> [RECORDS TO USE]:
━━━━━━━━━━

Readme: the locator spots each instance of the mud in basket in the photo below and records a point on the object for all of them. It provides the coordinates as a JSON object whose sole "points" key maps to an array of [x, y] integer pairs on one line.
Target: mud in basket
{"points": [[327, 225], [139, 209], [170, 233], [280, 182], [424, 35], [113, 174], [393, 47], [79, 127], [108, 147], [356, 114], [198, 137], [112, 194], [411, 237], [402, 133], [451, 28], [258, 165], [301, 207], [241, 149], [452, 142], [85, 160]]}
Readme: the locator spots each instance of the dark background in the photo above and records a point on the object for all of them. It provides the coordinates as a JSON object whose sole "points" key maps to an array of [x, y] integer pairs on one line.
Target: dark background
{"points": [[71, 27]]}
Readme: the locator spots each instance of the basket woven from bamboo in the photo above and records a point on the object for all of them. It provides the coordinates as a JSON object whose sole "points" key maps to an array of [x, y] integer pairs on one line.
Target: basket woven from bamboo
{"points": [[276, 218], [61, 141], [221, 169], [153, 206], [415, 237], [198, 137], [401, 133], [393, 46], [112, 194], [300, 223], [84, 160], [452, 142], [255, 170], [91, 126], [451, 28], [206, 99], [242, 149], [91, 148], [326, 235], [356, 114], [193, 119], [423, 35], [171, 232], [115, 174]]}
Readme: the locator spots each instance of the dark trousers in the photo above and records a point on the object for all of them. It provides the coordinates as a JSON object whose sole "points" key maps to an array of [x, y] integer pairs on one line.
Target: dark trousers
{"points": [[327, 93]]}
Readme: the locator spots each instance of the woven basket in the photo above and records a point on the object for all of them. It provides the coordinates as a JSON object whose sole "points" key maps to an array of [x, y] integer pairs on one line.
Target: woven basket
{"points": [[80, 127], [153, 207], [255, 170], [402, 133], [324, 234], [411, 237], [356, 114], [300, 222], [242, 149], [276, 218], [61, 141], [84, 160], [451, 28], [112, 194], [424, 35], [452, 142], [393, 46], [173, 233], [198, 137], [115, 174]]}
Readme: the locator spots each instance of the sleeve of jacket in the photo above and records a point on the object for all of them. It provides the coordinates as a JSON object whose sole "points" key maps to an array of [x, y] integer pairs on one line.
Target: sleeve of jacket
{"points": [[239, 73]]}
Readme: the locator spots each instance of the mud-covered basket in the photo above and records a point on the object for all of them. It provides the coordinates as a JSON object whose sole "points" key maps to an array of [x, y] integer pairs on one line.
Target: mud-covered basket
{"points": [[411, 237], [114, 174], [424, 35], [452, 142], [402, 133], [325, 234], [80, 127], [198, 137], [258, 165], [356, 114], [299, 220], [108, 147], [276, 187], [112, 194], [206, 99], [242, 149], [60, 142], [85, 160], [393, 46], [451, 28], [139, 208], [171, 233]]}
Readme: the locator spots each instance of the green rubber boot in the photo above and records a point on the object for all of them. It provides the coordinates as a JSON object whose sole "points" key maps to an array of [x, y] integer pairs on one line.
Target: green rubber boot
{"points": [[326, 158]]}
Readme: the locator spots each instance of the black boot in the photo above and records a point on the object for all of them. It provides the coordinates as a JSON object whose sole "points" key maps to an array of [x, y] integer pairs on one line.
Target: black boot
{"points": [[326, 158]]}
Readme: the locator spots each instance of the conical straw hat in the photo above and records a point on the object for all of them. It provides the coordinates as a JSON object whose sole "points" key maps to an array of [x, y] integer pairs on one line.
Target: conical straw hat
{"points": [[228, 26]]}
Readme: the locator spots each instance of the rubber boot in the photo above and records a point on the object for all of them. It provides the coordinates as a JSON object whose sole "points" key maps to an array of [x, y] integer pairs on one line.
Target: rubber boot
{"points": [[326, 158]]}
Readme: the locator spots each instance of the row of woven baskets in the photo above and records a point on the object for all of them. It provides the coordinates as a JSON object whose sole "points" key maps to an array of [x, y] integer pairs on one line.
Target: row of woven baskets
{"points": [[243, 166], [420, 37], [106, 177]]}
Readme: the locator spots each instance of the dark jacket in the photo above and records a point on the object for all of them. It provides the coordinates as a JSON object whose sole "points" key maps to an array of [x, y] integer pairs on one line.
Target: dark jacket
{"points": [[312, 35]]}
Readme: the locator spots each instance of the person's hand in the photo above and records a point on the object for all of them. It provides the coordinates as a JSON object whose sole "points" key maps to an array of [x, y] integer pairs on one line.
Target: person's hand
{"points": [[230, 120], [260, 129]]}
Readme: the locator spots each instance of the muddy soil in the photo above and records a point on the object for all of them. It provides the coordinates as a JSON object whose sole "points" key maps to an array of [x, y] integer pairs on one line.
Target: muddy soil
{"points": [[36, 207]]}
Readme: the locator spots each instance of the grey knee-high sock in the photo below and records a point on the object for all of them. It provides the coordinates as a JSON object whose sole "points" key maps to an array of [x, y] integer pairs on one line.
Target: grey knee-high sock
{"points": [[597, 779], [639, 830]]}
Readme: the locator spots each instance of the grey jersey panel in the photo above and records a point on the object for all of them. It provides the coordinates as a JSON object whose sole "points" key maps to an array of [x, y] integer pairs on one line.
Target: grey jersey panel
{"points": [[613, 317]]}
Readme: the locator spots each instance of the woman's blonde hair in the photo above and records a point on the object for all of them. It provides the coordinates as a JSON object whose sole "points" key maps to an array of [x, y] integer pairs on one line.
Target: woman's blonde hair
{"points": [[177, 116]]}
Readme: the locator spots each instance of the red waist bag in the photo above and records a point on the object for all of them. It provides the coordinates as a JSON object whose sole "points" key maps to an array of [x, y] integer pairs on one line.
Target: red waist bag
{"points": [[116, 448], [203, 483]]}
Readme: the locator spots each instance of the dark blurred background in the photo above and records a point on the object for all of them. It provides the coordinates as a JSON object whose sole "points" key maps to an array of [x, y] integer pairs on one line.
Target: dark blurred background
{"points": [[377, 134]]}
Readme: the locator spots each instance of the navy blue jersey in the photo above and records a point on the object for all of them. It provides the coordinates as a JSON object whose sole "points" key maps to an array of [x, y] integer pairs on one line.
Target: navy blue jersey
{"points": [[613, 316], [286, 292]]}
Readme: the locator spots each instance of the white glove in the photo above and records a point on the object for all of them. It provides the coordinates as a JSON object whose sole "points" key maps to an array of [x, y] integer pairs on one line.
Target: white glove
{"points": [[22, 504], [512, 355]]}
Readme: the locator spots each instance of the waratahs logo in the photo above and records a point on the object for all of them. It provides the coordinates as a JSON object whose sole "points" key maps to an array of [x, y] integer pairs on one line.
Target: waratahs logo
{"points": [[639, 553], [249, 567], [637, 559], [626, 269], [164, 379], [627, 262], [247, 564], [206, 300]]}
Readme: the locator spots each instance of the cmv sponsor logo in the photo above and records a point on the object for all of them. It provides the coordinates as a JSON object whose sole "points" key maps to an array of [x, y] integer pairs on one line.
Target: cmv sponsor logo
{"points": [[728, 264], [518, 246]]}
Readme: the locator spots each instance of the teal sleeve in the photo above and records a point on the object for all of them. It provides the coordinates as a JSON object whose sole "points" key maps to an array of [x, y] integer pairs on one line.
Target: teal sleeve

━━━━━━━━━━

> [WRITTEN INSTRUCTION]:
Rewrite all of the material above, substituting "detector" for every occurrence of "locator" and leaving everything else unchanged.

> [OUTPUT FOR THIS TASK]:
Readme: the detector spots each instance of the mud in basket in the photo below and records a point on the object for all of them. It provides the coordinates as a JSON object whose sole "points" key maps to an array of [x, y] integer pairs on one line.
Target: mud in basket
{"points": [[327, 225], [139, 209], [170, 233], [280, 182], [424, 35], [113, 174], [393, 47], [79, 127], [108, 147], [356, 114], [198, 137], [112, 194], [411, 237], [402, 133], [451, 28], [258, 165], [301, 207], [241, 149], [452, 142], [85, 160]]}
Readme: the detector spots each instance of the dark background in the photo above and records a point on the object for all of them. It provides the coordinates as a JSON object whose sole "points" key maps to an array of [x, y] integer pairs on one line.
Target: dark background
{"points": [[71, 27]]}
Readme: the detector spots each instance of the basket woven from bamboo in the photo above and records a point on the object for all of them. It provides the coordinates as a JSON object whose sole "points" key maps to an array of [x, y] integer pairs on one line.
Target: basket woven from bamboo
{"points": [[276, 218], [61, 141], [221, 169], [153, 206], [415, 237], [198, 137], [401, 133], [393, 46], [112, 194], [300, 223], [84, 160], [452, 142], [255, 170], [91, 126], [451, 28], [206, 99], [242, 149], [91, 148], [326, 235], [356, 114], [193, 119], [423, 35], [171, 232], [115, 174]]}
Readme: the detector spots each instance of the dark trousers in the photo above and records a point on the object for all of them. It provides the coordinates as a JSON object whose sole "points" key maps to an array of [x, y] integer pairs on one line.
Target: dark trousers
{"points": [[327, 93]]}
Readme: the detector spots each instance of the woven basket in the photo above and records a point on the object for all of them. It provides the coordinates as a JSON object whose sole "points" key maps to an array of [x, y] integer pairs on one line.
Target: woven basket
{"points": [[80, 127], [153, 207], [255, 170], [402, 133], [324, 234], [411, 237], [356, 114], [300, 222], [242, 149], [276, 218], [61, 141], [84, 160], [451, 28], [112, 194], [424, 35], [452, 142], [393, 46], [173, 233], [198, 137], [115, 174]]}
Readme: the detector spots each instance of the sleeve of jacket in the photo above and records a point on the object for all of them. It provides the coordinates as a JSON object whose sole "points" key maps to an array of [x, y] integer pairs on one line.
Target: sleeve of jacket
{"points": [[239, 73]]}
Readme: the detector spots each instance of the mud-covered basket in the photo above and records a point on the object for all of them. It provides the coordinates as a JSON object whose sole "points" key maps to an array of [x, y] integer pairs on one line.
Target: mud-covered basket
{"points": [[411, 237], [114, 174], [424, 35], [452, 142], [402, 133], [325, 234], [80, 127], [198, 137], [258, 165], [356, 114], [299, 220], [108, 147], [276, 187], [112, 194], [206, 99], [242, 149], [60, 142], [85, 160], [393, 46], [451, 28], [139, 208], [171, 233]]}
Readme: the detector spots each instance of the green rubber boot in the photo above and records a point on the object for all of them. It provides the coordinates as a JSON object whose sole "points" key maps to an array of [x, y] integer pairs on one line.
Target: green rubber boot
{"points": [[326, 158]]}
Readme: the detector spots each instance of the black boot in the photo above and records a point on the object for all of them. It provides the coordinates as a JSON object whose sole "points" key maps to an array of [x, y] integer pairs on one line.
Target: black boot
{"points": [[326, 158]]}
Readme: the detector spots each instance of the conical straw hat in the photo above and records a point on the object for all of them. It provides the coordinates as a JSON object whose sole "points" key maps to an array of [x, y] integer pairs on one line.
Target: conical straw hat
{"points": [[228, 26]]}
Readme: the detector spots each instance of the rubber boot in the photo above and records a point on the object for all of them. It provides the coordinates as a JSON object whose sole "points" key maps to an array of [x, y] integer pairs on one line.
Target: rubber boot
{"points": [[326, 158]]}
Readme: the detector spots each instance of the row of woven baskets in the photo above and records a point on the object for all of them. It provides the coordinates as a JSON object whose sole "points" key maps to an array of [x, y] integer pairs on one line.
Target: row of woven baskets
{"points": [[243, 166], [420, 37], [106, 177]]}
Readme: the detector spots each instance of the dark jacket in the photo above and records a point on the object for all of them. It provides the coordinates as a JSON object whose sole "points" key maps to an array of [x, y] integer pairs on one line.
Target: dark jacket
{"points": [[312, 35]]}
Readme: the detector spots each instance of the person's hand in the photo above and records a point on the object for all of them. It provides the coordinates as a JSON object whose sole "points" key maps to an array of [x, y] integer pairs on one line.
Target: person's hand
{"points": [[230, 120], [260, 129]]}
Readme: the detector spots each instance of the muddy soil in the photo above and records a point on the object for all of them. It provides the coordinates as a JSON object whose sole "points" key maps to an array of [x, y] integer pairs on one line.
Target: muddy soil
{"points": [[36, 207]]}
Readme: the detector spots each instance of the grey knee-high sock in the photo below and records a point on the object for all of them. It provides the coordinates as a JSON object whose sole "points" key maps to an array of [x, y] integer pairs on one line.
Target: grey knee-high sock
{"points": [[597, 779], [639, 830]]}
Readme: the detector spots each instance of the grey jersey panel in the photo above and records a point on the object for all of them. It provides the coordinates as a JSON object whose sole "points" key maps to an array of [x, y] integer pairs on one line.
Target: grey jersey panel
{"points": [[613, 317]]}
Readme: the detector spots each instance of the woman's blonde hair in the photo above and records a point on the object for all of them. It provides the coordinates as a JSON object whose sole "points" key maps to an array of [x, y] integer pairs on one line.
Target: woman's blonde hair
{"points": [[177, 116]]}
Readme: the detector spots each instance of the red waist bag in the photo above and records a point on the object for all of them. It provides the coordinates as a JSON object whose sole "points" key maps to an array of [x, y] integer pairs on one line.
Target: red waist bag
{"points": [[116, 448], [203, 483]]}
Readme: the detector spots each instance of the dark blurred background in the photo above and records a point on the object for all of them. It provides the coordinates as a JSON object whose sole "points" key maps to an array of [x, y] integer pairs on one line.
Target: dark blurred background
{"points": [[377, 134]]}
Readme: the detector spots each instance of the navy blue jersey in the photo above and records a point on the object for all of them. It provides the coordinates as a JSON object whose sole "points" key maps to an array of [x, y] integer pairs on one line.
Target: navy blue jersey
{"points": [[613, 316], [286, 292]]}
Readme: the detector spots each instance of the white glove in the photo above and records a point on the object for all of them. It provides the coordinates as a JSON object whose sole "points" key maps to an array of [x, y] integer pairs on one line.
Target: white glove
{"points": [[22, 504], [512, 355]]}
Readme: the detector spots each instance of the waratahs logo in the photo above and records a point on the object for all of them. It provides the coordinates as a JSON object whose sole "points" key maps to an array of [x, y] integer pairs on one line.
Target: waratahs logo
{"points": [[639, 553], [249, 567], [637, 559], [626, 269], [164, 379], [627, 262], [247, 564], [206, 300]]}
Readme: the detector spots each instance of the cmv sponsor logo in the photo above and records a point on the object for all of them. It provides the coordinates as a JSON object whose sole "points" key maps to an array of [x, y] integer pairs on one line.
Target: cmv sponsor logo
{"points": [[728, 264], [518, 246]]}
Readme: the detector spots each instance of the teal sleeve in the photo above and records a point on the object for all of them. It provides the coordinates as a JSON object whose sole "points" key maps to an array of [x, y] integer pairs on one line.
Target: teal sleeve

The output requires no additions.